## TEXT UNDER STUDY
- - - -

I have to continually remind myself of why I abhor diamonds. As soon as I do I can walk away from the polished glass diamond counter, breathing a sigh of relief that I’m not the type of girl who likes things like that.

The biggest reason that I don’t get into the diamond market is that buying diamonds hurts people. Somewhere between 4 and 15 percent of diamonds traded are part of something called “conflict diamonds.” This means that people with guns and weapons take advantage of people without guns and weapons and make them mine diamonds in horrible conditions. These guns also keep those without guns from causing a fuss about anything illegal or atrocious that the mine operators do. In the last ten years 3 million people have been killed. Countless more have lost their hands or feet so that they could serve as examples to others. These people with guns also use the profits from diamonds to buy more guns to support other unwholsome activities.

But let’s say that a person really wants diamonds. Let’s say they are willing to go the extra mile and pay the extra dollar/pound/euro/yen/whatever to purchase a certified, non-conflict diamond. They can’t. There’s no way to be sure you’re not buying a conflict diamond. (Well…there is, there is a type of laser scanning technology, but it is not used, due to little demand for it.) There are also organizations and sanctions trying to keep the diamonds straight, but nothing works really well. In the process of mining, cutting, polishing, and setting, a diamond passes through many hands. And it takes just one person with their eye out for number one to scramble up the pot and ruin it for the rest of them.

- - - -

## TASKS TO COMPLETE
1) List the stages of handling a diamond goes through, according to the passage about diamonds.
2) Please reproduce the passage about diamonds word for word, starting with "But let’s say" and going on through "rest of them.".
3) What share of traded diamonds does the passage about diamonds say are conflict diamonds?

- - - -

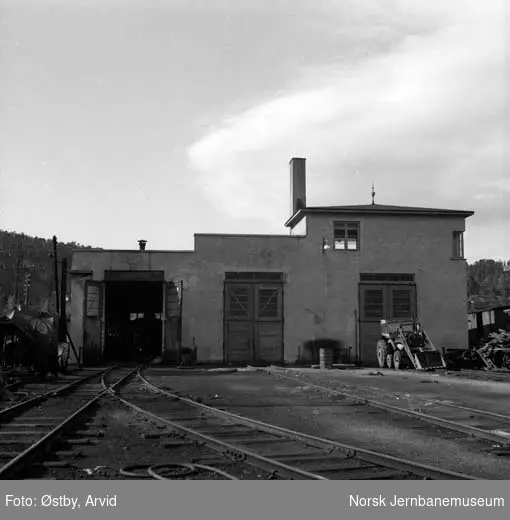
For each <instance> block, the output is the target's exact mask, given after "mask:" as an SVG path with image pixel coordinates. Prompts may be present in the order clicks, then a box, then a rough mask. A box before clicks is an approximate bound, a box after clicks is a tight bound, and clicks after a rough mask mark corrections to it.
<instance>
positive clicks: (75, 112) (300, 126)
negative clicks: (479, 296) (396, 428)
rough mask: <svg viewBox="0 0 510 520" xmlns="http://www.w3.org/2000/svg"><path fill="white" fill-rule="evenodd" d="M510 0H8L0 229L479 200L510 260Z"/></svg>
mask: <svg viewBox="0 0 510 520" xmlns="http://www.w3.org/2000/svg"><path fill="white" fill-rule="evenodd" d="M505 4H507V2H505V0H428V1H423V0H342V1H338V0H307V1H305V0H286V1H282V0H245V1H240V0H201V1H199V0H0V228H2V229H8V230H11V231H18V232H23V233H26V234H29V235H34V236H41V237H48V238H49V237H51V236H53V235H54V234H55V235H57V236H58V238H59V240H60V241H64V242H67V241H76V242H79V243H81V244H85V245H92V246H96V247H103V248H108V249H115V248H121V249H124V248H126V249H136V248H137V247H138V246H137V240H138V239H140V238H144V239H146V240H147V241H148V246H147V247H148V248H149V249H170V250H176V249H193V234H194V233H248V234H250V233H255V234H257V233H262V234H265V233H277V234H288V230H287V229H286V228H285V227H284V222H285V221H286V220H287V219H288V217H289V216H290V201H289V193H290V188H289V182H290V180H289V179H290V177H289V160H290V159H291V157H306V159H307V204H308V205H310V206H313V205H317V206H323V205H342V204H367V203H370V201H371V194H370V193H371V184H372V181H373V182H374V183H375V191H376V202H377V203H379V204H401V205H408V206H429V207H442V208H443V207H444V208H451V209H467V210H474V211H475V212H476V214H475V216H474V217H471V218H469V219H468V220H467V232H466V236H465V248H466V257H467V258H468V260H469V261H474V260H477V259H480V258H505V259H510V211H509V210H508V207H509V201H510V175H509V168H508V165H509V161H508V143H509V137H510V131H509V128H510V127H509V125H510V118H509V116H510V114H509V96H508V94H507V92H510V85H509V81H508V79H509V63H510V62H509V54H508V53H509V48H510V47H509V42H510V38H509V37H508V36H507V35H506V34H507V33H508V32H509V29H510V24H509V20H510V17H509V10H510V8H509V7H507V5H505Z"/></svg>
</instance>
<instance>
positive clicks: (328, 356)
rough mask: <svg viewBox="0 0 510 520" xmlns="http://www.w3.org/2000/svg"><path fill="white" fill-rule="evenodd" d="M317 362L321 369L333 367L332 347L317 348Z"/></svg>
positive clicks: (332, 349)
mask: <svg viewBox="0 0 510 520" xmlns="http://www.w3.org/2000/svg"><path fill="white" fill-rule="evenodd" d="M319 363H320V367H321V370H330V369H332V368H333V349H332V348H320V349H319Z"/></svg>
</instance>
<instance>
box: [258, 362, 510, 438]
mask: <svg viewBox="0 0 510 520" xmlns="http://www.w3.org/2000/svg"><path fill="white" fill-rule="evenodd" d="M267 372H268V373H270V374H273V375H274V376H276V377H279V378H282V379H286V380H288V381H293V382H301V383H302V382H303V381H305V379H304V378H302V377H300V378H299V379H298V378H296V377H292V376H289V375H284V374H282V373H280V372H279V371H275V370H268V371H267ZM306 386H309V387H311V388H315V389H317V390H320V391H322V392H326V393H329V394H330V395H339V396H342V397H346V398H349V399H352V400H354V401H358V402H363V403H364V404H367V405H368V406H371V407H373V408H379V409H381V410H386V411H389V412H392V413H396V414H399V415H404V416H406V417H412V418H415V419H418V420H420V421H423V422H426V423H429V424H434V425H437V426H441V427H443V428H446V429H448V430H452V431H456V432H461V433H464V434H467V435H470V436H473V437H477V438H479V439H484V440H488V441H491V442H496V443H499V444H506V443H507V442H509V437H505V436H503V435H499V434H496V433H491V432H490V431H487V430H483V429H482V428H477V427H476V426H469V425H466V424H461V423H459V422H455V421H452V420H450V419H443V418H441V417H437V416H434V415H430V414H426V413H423V412H417V411H413V410H406V409H405V408H401V407H399V406H394V405H391V404H387V403H383V402H381V401H376V400H375V399H370V398H367V397H364V396H360V395H356V394H353V393H351V392H345V391H343V390H335V389H333V388H329V387H326V386H322V385H317V384H315V383H312V382H310V381H309V380H308V379H306ZM413 399H414V397H413ZM416 400H421V401H425V402H427V401H428V402H433V403H434V404H436V405H437V406H443V407H446V408H456V409H461V410H465V411H470V412H472V413H476V414H478V415H480V416H486V417H494V418H499V419H502V420H505V421H507V422H509V423H510V416H506V415H502V414H497V413H494V412H489V411H485V410H477V409H476V408H469V407H465V406H461V405H456V404H453V403H452V404H450V403H444V402H441V401H439V400H430V399H422V398H418V397H417V398H416Z"/></svg>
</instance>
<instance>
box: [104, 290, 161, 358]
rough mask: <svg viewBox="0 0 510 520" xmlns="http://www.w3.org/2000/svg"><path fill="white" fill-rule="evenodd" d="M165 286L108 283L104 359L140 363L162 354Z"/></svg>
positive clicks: (107, 290)
mask: <svg viewBox="0 0 510 520" xmlns="http://www.w3.org/2000/svg"><path fill="white" fill-rule="evenodd" d="M162 314H163V283H161V282H125V281H122V282H107V283H106V288H105V321H106V334H105V345H104V360H105V361H110V362H112V361H115V362H137V361H141V360H149V359H154V358H156V357H158V356H160V355H161V347H162V339H163V338H162V321H161V320H162V317H163V316H162Z"/></svg>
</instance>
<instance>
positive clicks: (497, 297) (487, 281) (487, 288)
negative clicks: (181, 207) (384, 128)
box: [0, 230, 510, 312]
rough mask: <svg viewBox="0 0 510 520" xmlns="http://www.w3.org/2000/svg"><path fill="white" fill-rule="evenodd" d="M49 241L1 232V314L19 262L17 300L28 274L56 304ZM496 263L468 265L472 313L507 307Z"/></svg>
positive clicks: (50, 247) (52, 258)
mask: <svg viewBox="0 0 510 520" xmlns="http://www.w3.org/2000/svg"><path fill="white" fill-rule="evenodd" d="M77 248H85V249H99V248H94V247H91V246H83V245H81V244H77V243H76V242H69V243H60V242H59V243H58V247H57V250H58V257H59V259H60V260H61V259H62V258H66V259H67V261H68V265H69V266H70V265H71V256H72V250H73V249H77ZM52 251H53V244H52V241H51V239H45V238H37V237H30V236H28V235H25V234H23V233H14V232H9V231H2V230H0V312H1V310H2V309H3V308H4V305H5V303H6V301H7V298H8V296H9V295H14V294H15V292H16V276H17V265H18V259H19V258H21V260H22V269H21V273H20V276H19V298H20V299H21V301H22V300H23V278H24V273H25V272H30V276H31V285H30V293H29V304H31V305H36V306H38V307H40V308H45V309H48V310H50V309H51V308H52V307H53V306H54V302H55V282H54V278H53V258H51V257H50V254H51V253H52ZM508 266H509V263H508V262H507V263H506V264H505V263H504V262H502V261H497V260H480V261H478V262H475V263H474V264H471V265H469V266H468V287H467V299H468V302H469V308H470V309H471V310H479V309H482V308H485V307H487V306H494V305H510V271H509V270H508V269H507V267H508Z"/></svg>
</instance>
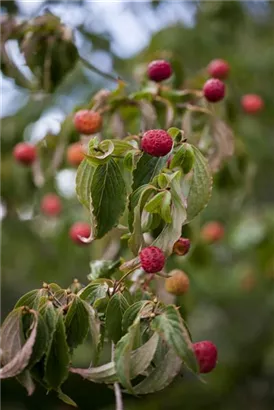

- - - -

## LIST OF SOLUTIONS
1) Mining, cutting, polishing, and setting.

2)
But let’s say that a person really wants diamonds. Let’s say they are willing to go the extra mile and pay the extra dollar/pound/euro/yen/whatever to purchase a certified, non-conflict diamond. They can’t. There’s no way to be sure you’re not buying a conflict diamond. (Well…there is, there is a type of laser scanning technology, but it is not used, due to little demand for it.) There are also organizations and sanctions trying to keep the diamonds straight, but nothing works really well. In the process of mining, cutting, polishing, and setting, a diamond passes through many hands. And it takes just one person with their eye out for number one to scramble up the pot and ruin it for the rest of them.

3) Somewhere between 4 and 15 percent.